## Document
------

It’s unusual for the very best players in the world to hit together at tournaments, but Djokovic and Medvedev did so before the Paris Masters and also before the ATP Finals. "We played for two hours, one set, and it was great," said Medvedev. "Then we talked for 15, 20 minutes, I love talking with him. I think I can say that he's a friend."
While there is probably little left for them to learn about each other from the practice sessions, might Medvedev reconsider the idea if he loses his next few matches against the world No 1? And can Djokovic and Zverev remain close friends as they continue to try to find ways to beat each other and eek out small advantages that could prove key on the court?
History would suggest probably not. Roger Federer and Rafael Nadal are friendly now, but that is a friendship that has developed over 15 years and seems to have blossomed more as they have neared the end of their careers. Djokovic’s relationship with the pair has always seemed more professional than friendly. And Andy Murray was hesitant a few years ago when asked if Djokovic was his "friend", even though they grew up playing together. Andre Agassi and Pete Sampras also didn’t develop a bond during their playing career. John McEnroe and Jimmy Connors clashed during their tense rivalry while McEnroe and Bjorn Borg’s relationship again seemed to improve after the Swede retired.

------

## What you will do
a: Retype the stretch of the tennis passage from "While there is" through "on the court?".
b: Answer these questions from the tennis passage:
(i) Before which two tournaments did Djokovic and Medvedev hit together?
(ii) According to Medvedev, how long did they play, and how many sets?
(iii) Over how many years has the friendship between Federer and Nadal developed?

## Raw data
------

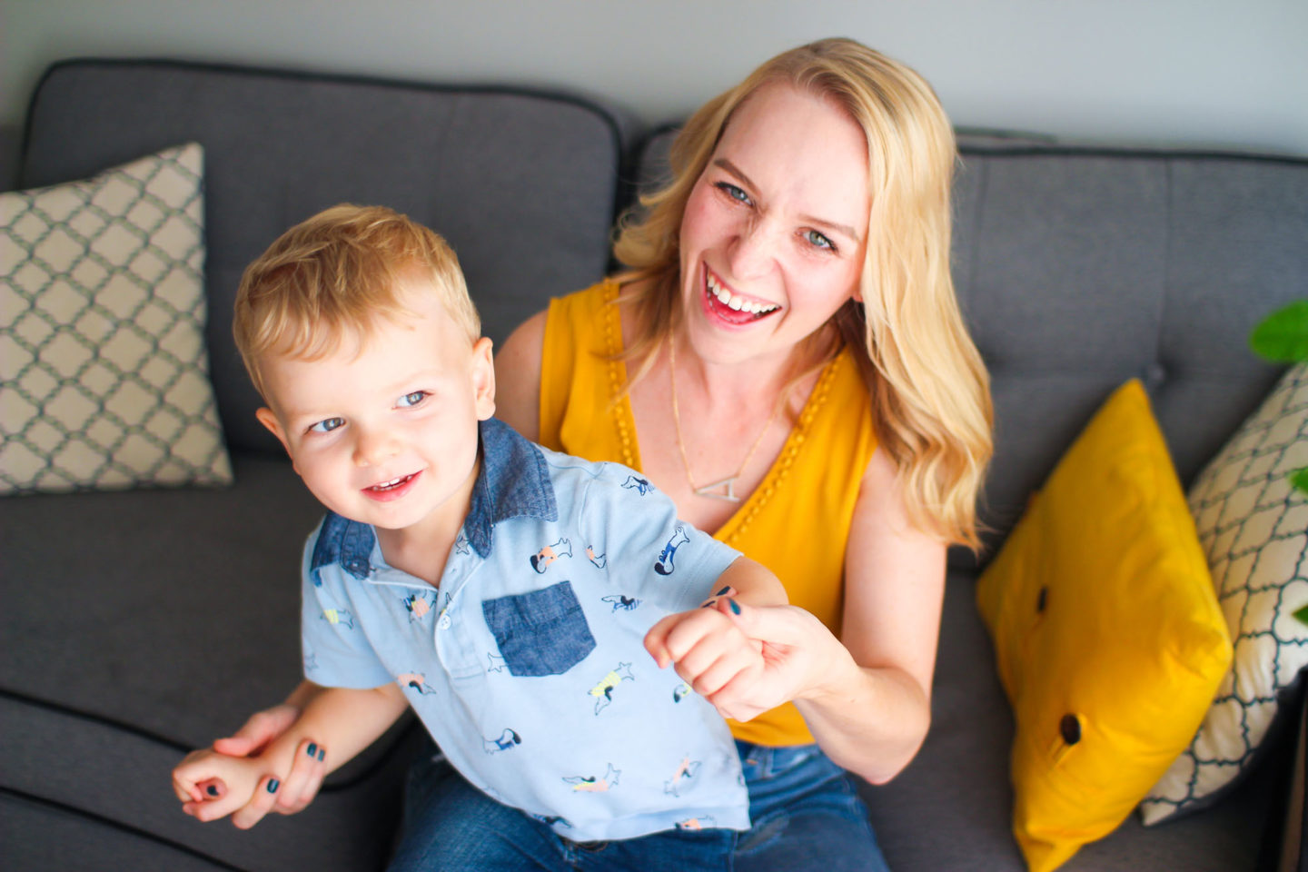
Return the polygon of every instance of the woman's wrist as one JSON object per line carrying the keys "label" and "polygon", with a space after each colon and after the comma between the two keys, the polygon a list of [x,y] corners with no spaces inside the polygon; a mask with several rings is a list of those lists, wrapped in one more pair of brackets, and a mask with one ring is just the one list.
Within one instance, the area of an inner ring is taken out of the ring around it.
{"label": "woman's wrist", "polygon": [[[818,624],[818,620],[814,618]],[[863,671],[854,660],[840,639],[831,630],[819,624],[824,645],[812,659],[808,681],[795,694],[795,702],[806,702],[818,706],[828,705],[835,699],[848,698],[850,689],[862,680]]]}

------

## Answers in order
a:
While there is probably little left for them to learn about each other from the practice sessions, might Medvedev reconsider the idea if he loses his next few matches against the world No 1? And can Djokovic and Zverev remain close friends as they continue to try to find ways to beat each other and eek out small advantages that could prove key on the court?

b:
(i) The Paris Masters and the ATP Finals.
(ii) Two hours, one set.
(iii) 15 years.